» Exercise data:
_ _ _ _

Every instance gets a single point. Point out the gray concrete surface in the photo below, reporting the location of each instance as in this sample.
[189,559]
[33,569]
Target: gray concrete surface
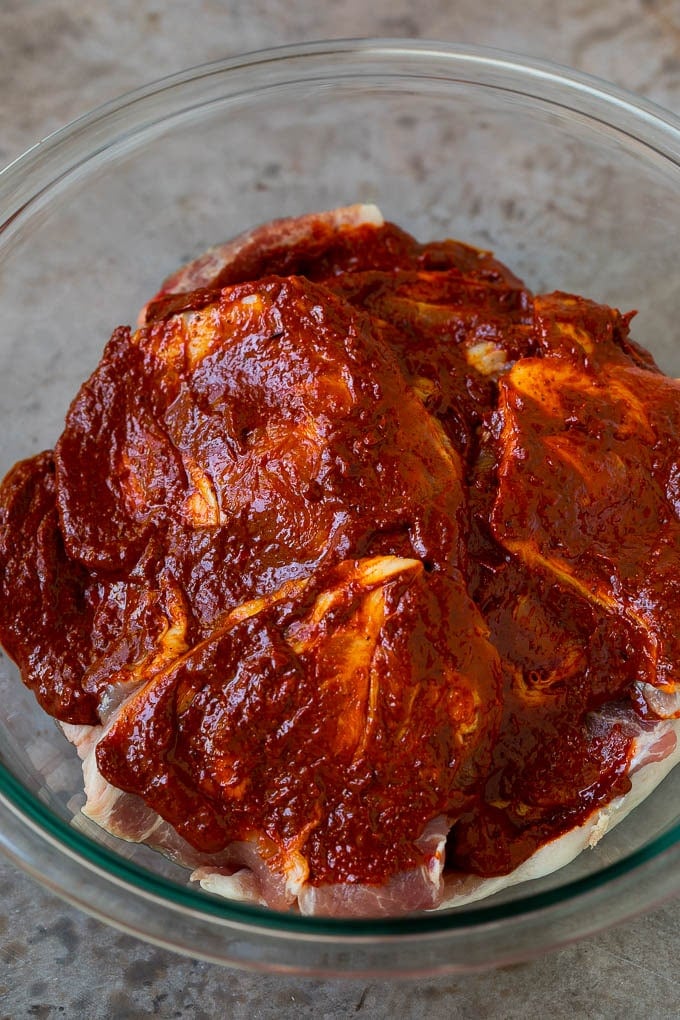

_ _ _ _

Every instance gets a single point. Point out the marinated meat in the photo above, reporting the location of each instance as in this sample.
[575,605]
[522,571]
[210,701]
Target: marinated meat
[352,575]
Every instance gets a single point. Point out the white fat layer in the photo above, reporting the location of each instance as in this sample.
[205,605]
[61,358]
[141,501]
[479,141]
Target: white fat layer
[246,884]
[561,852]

_ _ _ _

» Task prompt:
How many of the lines above contain the string "gray"? Give the number only.

» Answer section:
2